-- Records for the exercise --

###

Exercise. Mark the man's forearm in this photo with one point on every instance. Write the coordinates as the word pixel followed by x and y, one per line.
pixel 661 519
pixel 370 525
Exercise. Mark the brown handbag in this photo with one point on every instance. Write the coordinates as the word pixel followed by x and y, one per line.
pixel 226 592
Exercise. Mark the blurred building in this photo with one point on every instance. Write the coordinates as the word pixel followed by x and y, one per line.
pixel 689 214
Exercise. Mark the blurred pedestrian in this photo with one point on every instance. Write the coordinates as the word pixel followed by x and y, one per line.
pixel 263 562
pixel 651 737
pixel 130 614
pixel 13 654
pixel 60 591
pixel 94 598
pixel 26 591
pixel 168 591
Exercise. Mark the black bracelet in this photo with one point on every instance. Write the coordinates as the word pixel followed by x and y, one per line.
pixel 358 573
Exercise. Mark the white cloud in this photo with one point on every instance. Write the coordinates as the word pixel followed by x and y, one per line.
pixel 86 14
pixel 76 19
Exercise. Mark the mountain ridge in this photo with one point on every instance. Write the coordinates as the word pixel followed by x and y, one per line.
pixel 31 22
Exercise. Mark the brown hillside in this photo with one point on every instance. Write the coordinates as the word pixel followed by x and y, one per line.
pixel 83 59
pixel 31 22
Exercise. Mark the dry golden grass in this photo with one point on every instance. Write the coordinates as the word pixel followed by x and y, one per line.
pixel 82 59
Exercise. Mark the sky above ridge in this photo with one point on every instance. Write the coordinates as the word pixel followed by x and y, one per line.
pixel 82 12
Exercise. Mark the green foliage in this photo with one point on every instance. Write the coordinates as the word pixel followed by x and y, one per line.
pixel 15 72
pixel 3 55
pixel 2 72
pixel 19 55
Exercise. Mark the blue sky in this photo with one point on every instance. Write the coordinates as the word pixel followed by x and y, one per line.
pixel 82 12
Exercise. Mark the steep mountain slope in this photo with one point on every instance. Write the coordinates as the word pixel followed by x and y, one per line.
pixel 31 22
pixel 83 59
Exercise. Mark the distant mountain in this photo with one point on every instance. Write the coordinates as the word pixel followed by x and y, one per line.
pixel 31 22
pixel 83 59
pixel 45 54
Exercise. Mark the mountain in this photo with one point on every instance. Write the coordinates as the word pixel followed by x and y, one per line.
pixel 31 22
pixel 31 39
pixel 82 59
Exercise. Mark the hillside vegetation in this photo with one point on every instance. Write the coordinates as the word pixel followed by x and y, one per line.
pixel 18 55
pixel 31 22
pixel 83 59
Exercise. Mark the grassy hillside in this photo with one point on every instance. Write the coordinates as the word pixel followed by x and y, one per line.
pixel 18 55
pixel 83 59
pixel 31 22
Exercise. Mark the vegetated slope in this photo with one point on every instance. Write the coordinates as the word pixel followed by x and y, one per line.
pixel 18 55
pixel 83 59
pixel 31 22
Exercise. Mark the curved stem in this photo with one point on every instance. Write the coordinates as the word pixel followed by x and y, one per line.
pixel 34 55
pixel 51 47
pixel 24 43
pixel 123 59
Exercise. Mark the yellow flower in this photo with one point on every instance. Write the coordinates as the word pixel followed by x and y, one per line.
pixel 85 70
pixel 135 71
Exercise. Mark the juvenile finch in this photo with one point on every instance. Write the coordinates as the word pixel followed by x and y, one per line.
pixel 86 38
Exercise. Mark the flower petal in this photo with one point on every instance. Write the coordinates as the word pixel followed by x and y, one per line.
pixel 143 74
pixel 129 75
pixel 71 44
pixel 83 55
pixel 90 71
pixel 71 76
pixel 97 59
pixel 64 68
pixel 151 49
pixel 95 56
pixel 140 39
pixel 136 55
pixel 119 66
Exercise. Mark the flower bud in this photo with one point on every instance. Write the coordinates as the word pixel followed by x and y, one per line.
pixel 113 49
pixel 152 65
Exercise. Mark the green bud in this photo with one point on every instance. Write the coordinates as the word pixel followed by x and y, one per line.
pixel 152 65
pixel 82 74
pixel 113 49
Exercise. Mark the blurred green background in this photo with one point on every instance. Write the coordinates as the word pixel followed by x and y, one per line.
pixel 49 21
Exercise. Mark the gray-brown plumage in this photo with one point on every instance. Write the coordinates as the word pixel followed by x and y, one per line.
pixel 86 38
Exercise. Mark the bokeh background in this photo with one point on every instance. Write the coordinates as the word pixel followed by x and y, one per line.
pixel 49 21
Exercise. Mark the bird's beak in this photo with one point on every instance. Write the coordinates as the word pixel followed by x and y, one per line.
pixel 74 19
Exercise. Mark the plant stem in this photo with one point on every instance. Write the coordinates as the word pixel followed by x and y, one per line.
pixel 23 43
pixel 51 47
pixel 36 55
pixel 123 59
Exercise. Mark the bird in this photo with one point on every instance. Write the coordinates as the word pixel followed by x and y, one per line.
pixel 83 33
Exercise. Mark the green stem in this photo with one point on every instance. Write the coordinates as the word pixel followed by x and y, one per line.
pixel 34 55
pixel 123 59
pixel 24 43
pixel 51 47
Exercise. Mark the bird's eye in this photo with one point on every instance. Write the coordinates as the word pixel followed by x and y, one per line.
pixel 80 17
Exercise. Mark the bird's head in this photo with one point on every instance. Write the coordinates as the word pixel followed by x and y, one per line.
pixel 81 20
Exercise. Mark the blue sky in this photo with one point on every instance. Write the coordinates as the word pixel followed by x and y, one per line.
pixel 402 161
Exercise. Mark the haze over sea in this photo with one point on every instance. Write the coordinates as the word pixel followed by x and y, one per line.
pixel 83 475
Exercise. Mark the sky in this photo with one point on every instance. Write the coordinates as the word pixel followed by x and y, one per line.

###

-- Exercise --
Reproduce without change the part of the listing that opens with its first line and closes with the line containing "pixel 370 525", including both of those lines.

-- Result of the task --
Exercise. Mark the man's forearm in this photo with one point on every instance. Write the coordinates as the word pixel followed by x and y, one per line.
pixel 661 519
pixel 370 525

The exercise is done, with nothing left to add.